In his declaration [PDF], Shortliffe
explains that "subsequent work by myself and others built upon that early
research (known as the MYCIN System) and invalidate the claims for novelty and
invention that were evidently the basis for the patent applications in
question."
He further notes:
I should add that, although we
published the work extensively in the 1970s, 1980s, and 1990s, we viewed it as
public-domain knowledge and methodology.
We never sought to patent the work or the underlying methods and viewed
it as contributing to a public good for the benefit of patients and health
care. Our “reward” for our efforts
was the acknowledgement from colleagues that the work was important and that
the knowledge-based methods that we devised were worthy of adoption and
expansion by others.
Shortliffe was
"appalled" when he learned that ABL aimed to enforce these patents
"by demanding licensing royalties for work that, in my opinion, had long
been in the public domain." His declaration goes on to describe several
examples of medical-expert systems that have separate and distinct
"knowledge bases." In any case, Shortliffe argues, the idea that
having three distinct "knowledge bases" should constitute a
patentable advance is silly:
This is a trivial
distinction without a practical difference since multiple knowledge bases could
be merged into a single entity and have long been separated into multiple
representations largely for computational convenience and clarity.

- - - -

Rewrite the portion of the excerpt on Shortliffe's declaration starting at "In his declaration" and ending at "knowledge and methodology.", replacing "MYCIN System" with "MYCIN project".

→ DATA FOR REVIEW:
- - - -

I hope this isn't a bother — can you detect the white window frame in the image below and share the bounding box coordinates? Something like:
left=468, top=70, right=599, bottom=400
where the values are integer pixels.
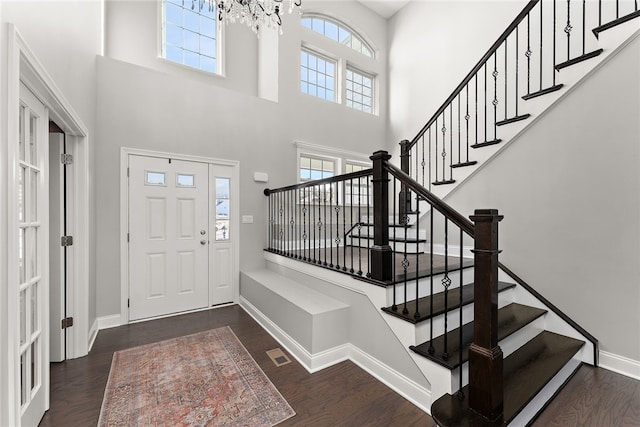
left=157, top=0, right=226, bottom=77
left=295, top=141, right=373, bottom=206
left=298, top=13, right=380, bottom=116
left=299, top=46, right=341, bottom=104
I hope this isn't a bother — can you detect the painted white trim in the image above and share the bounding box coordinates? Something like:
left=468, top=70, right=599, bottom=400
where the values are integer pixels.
left=96, top=314, right=126, bottom=331
left=293, top=141, right=371, bottom=164
left=89, top=318, right=100, bottom=351
left=10, top=26, right=92, bottom=359
left=239, top=296, right=431, bottom=413
left=600, top=350, right=640, bottom=381
left=0, top=24, right=91, bottom=425
left=119, top=147, right=240, bottom=325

- - - -

→ RESPONSE BELOW:
In his declaration [PDF], Shortliffe
explains that "subsequent work by myself and others built upon that early
research (known as the MYCIN project) and invalidate the claims for novelty and
invention that were evidently the basis for the patent applications in
question."
He further notes:
I should add that, although we
published the work extensively in the 1970s, 1980s, and 1990s, we viewed it as
public-domain knowledge and methodology.